SET PROBLEM 1: Please reproduce the passage of the missing-data notebook below from "# Missing Data" up to and including "missing data points.".
SET PROBLEM 2: In the missing-data notebook below, what mean value does the summary table report for the Sales column?
SET PROBLEM 3: Write the next part of the missing-data notebook below, picking up right after its final line.

PAGE EXCERPT:
# Missing Data

Often data sources are incomplete, which means you will have missing data, you have 3 basic options for filling in missing data (you will personally have to make the decision for what is the right approach:

* Just keep the missing data points.
* Drop them missing data points (including the entire row)
* Fill them in with some other value.

## Keeping the missing data
A few machine learning algorithms can easily deal with missing data, let's see what it looks like:

In [1]:
from pyspark.sql import SparkSession

In [2]:
spark = SparkSession.builder.appName('miss').getOrCreate()

In [11]:
df = spark.read.csv('ContainsNull.csv', header=True, inferSchema=True)

In [12]:
df.printSchema()

root
 |-- Id: string (nullable = true)
 |-- Name: string (nullable = true)
 |-- Sales: double (nullable = true)



In [13]:
df.describe().show()

+-------+----+-----+-----------------+
|summary|  Id| Name|            Sales|
+-------+----+-----+-----------------+
|  count|   4|    2|                2|
|   mean|null| null|            400.5|
| stddev|null| null|78.48885271170677|
|    min|emp1|Cindy|            345.0|
|    max|emp4| John|            456.0|
+-------+----+-----+-----------------+



In [16]:
df.show()

RECORD EXCERPTS:
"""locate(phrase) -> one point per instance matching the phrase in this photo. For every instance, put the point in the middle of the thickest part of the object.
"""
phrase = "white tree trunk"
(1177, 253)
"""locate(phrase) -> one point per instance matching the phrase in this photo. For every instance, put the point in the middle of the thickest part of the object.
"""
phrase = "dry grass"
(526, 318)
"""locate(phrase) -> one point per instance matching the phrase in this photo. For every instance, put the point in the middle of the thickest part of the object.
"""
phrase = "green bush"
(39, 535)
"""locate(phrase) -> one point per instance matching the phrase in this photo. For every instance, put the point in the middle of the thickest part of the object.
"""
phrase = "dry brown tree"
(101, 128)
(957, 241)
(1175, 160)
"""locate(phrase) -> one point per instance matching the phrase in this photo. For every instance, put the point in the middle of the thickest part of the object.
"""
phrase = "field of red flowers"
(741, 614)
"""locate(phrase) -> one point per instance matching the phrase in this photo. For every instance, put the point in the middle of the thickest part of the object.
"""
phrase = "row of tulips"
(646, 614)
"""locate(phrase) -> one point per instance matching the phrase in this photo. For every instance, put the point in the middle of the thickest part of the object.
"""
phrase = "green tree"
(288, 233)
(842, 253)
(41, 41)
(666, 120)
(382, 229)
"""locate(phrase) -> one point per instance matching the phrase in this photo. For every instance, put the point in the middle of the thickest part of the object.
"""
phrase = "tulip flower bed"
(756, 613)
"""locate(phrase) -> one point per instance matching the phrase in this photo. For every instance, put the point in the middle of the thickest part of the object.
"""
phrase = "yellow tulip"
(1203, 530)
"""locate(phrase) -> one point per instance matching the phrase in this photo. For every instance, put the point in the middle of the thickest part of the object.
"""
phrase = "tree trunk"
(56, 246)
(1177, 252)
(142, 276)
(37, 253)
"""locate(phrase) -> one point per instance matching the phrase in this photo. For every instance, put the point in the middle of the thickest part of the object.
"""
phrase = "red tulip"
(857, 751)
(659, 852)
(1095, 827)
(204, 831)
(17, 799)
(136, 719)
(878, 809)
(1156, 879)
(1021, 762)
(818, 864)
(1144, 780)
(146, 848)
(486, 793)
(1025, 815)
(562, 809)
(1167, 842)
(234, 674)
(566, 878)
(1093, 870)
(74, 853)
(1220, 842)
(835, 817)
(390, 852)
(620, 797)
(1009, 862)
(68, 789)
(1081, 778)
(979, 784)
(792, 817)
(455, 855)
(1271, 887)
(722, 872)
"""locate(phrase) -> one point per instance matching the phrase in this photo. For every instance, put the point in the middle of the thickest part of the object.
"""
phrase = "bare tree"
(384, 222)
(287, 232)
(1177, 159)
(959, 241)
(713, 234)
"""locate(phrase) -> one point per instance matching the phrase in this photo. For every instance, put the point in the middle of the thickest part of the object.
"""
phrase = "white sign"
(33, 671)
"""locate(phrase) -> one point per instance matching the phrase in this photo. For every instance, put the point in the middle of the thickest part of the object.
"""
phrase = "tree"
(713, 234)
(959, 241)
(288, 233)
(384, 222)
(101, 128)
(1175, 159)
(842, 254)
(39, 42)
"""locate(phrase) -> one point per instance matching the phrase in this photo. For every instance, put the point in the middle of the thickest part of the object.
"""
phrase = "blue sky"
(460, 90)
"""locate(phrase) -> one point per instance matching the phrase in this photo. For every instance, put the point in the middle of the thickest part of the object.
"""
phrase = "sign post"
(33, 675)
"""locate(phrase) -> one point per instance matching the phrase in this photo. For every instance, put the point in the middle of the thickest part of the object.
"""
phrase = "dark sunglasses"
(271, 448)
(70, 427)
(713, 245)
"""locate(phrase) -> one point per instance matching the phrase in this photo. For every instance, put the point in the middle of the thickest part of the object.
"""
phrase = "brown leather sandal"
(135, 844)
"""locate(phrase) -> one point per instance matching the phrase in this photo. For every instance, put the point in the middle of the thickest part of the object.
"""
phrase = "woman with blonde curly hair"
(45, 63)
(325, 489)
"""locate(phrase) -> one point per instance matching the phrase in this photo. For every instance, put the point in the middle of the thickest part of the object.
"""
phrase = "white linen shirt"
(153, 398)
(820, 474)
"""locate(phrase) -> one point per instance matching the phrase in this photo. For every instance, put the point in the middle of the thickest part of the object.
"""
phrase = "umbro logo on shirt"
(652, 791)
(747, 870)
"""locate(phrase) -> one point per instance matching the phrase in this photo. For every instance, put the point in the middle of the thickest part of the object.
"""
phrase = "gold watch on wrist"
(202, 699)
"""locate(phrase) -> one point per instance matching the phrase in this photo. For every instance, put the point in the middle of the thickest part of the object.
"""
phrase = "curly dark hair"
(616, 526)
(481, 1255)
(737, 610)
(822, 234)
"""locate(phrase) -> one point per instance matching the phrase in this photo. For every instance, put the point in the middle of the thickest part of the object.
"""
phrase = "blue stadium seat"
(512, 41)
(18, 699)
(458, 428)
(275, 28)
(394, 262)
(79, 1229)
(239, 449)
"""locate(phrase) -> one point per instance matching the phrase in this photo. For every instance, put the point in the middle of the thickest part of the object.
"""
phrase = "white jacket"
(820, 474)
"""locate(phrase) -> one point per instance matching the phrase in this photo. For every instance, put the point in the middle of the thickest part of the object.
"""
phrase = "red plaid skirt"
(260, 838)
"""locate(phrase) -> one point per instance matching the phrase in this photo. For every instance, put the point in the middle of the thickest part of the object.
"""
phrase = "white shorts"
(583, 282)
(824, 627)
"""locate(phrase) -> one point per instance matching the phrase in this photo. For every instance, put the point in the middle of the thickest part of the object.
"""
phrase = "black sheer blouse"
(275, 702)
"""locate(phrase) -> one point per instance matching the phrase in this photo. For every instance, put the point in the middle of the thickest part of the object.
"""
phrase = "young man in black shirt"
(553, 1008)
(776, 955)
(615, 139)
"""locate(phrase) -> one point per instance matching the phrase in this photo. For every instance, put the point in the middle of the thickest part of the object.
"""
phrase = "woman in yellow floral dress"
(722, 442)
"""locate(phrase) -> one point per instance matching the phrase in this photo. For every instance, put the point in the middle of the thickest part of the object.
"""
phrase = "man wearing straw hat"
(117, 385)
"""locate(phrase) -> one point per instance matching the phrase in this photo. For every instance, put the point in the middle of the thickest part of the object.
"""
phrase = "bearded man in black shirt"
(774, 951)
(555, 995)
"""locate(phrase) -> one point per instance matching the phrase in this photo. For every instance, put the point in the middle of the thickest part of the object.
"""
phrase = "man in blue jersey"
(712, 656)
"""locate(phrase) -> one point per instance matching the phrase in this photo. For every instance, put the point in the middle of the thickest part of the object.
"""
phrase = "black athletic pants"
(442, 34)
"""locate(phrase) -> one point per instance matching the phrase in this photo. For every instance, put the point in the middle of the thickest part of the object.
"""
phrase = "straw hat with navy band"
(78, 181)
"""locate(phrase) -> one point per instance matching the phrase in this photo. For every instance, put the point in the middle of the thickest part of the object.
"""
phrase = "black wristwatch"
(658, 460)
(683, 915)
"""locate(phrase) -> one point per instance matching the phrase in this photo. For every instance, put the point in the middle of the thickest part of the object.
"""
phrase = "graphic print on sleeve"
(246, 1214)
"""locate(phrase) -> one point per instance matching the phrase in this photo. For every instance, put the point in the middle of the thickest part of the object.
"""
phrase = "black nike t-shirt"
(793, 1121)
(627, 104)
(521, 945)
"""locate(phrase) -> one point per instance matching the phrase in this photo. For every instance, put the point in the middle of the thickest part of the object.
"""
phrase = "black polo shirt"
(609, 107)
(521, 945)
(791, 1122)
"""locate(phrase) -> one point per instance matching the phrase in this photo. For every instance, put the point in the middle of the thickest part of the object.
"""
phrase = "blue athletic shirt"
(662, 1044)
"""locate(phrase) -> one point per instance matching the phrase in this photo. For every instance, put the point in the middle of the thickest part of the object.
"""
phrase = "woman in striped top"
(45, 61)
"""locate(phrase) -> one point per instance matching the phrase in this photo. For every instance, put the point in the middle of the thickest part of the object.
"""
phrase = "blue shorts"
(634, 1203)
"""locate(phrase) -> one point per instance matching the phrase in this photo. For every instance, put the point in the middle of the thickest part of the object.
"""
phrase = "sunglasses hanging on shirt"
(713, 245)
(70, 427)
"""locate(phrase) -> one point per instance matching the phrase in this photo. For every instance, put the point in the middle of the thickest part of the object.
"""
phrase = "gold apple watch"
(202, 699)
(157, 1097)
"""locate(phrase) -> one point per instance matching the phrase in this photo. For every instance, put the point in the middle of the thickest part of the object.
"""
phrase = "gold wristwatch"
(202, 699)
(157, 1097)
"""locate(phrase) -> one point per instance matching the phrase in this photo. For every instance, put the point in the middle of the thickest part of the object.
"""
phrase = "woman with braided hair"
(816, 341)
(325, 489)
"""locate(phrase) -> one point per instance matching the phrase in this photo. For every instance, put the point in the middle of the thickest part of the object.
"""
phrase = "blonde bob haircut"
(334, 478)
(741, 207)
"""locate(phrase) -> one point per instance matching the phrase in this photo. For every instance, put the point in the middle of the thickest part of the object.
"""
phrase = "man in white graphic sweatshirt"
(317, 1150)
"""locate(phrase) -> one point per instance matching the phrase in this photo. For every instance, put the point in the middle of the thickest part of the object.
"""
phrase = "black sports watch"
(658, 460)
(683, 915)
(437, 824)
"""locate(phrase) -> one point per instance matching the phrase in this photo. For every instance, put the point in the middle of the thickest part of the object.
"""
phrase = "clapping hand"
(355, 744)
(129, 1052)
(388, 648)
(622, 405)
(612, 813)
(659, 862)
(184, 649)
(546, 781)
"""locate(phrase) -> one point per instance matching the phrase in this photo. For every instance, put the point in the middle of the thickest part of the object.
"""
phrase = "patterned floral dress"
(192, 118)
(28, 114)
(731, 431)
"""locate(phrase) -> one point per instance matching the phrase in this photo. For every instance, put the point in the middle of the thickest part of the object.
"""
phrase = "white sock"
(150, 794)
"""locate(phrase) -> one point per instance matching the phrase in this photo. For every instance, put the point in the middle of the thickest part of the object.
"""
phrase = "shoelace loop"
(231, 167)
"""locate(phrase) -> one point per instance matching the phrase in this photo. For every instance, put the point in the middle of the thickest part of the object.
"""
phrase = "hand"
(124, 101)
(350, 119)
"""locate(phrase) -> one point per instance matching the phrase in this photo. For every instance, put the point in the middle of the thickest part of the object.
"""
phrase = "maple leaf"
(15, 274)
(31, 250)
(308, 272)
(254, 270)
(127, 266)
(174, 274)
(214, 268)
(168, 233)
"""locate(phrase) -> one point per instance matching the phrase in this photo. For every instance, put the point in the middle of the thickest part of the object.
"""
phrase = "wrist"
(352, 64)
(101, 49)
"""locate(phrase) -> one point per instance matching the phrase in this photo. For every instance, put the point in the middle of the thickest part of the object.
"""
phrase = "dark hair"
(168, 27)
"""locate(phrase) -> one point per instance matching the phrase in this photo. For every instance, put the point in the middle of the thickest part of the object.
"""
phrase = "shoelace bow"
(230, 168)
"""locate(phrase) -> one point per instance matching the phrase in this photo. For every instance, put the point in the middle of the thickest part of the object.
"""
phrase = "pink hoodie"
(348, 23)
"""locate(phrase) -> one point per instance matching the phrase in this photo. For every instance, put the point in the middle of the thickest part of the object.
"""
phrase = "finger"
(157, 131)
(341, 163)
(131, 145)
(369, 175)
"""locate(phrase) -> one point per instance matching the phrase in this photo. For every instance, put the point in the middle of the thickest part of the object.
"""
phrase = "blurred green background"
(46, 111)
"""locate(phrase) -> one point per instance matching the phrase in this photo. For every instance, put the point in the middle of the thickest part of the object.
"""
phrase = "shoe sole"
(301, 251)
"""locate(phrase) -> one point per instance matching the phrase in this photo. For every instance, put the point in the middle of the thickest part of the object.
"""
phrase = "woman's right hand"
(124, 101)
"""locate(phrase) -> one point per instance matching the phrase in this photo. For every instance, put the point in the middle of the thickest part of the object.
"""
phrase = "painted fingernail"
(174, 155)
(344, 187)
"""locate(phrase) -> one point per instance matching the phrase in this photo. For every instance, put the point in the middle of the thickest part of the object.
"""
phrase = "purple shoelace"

WRITTEN REPLY 1:
# Missing Data

Often data sources are incomplete, which means you will have missing data, you have 3 basic options for filling in missing data (you will personally have to make the decision for what is the right approach:

* Just keep the missing data points.

WRITTEN REPLY 2: 400.5

WRITTEN REPLY 3:
+----+-----+-----+
|  Id| Name|Sales|
+----+-----+-----+
|emp1| John| null|
|emp2| null| null|
|emp3| null|345.0|
|emp4|Cindy|456.0|
+----+-----+-----+



## Drop the missing data

You can use the .na functions for missing data. The drop command has the following parameters:

    df.na.drop(how='any', thresh=None, subset=None)
    
    * param how: 'any' or 'all'.
    
        If 'any', drop a row if it contains any nulls.
        If 'all', drop a row only if all its values are null.
    
    * param thresh: int, default None
    
        If specified, drop rows that have less than `thresh` non-null values.
        This overwrites the `how` parameter.
        
    * param subset: 
        optional list of column names to consider.

In [15]:
type(df[1])

pyspark.sql.column.Column

In [42]:
# Drop any row that contains missing data
df.na.drop().show()

+----+-----+-----+
|  Id| Name|Sales|
+----+-----+-----+
|emp4|Cindy|456.0|
+----+-----+-----+



In [43]:
# Has to have at least 2 NON-null values
df.na.drop(thresh=2).show()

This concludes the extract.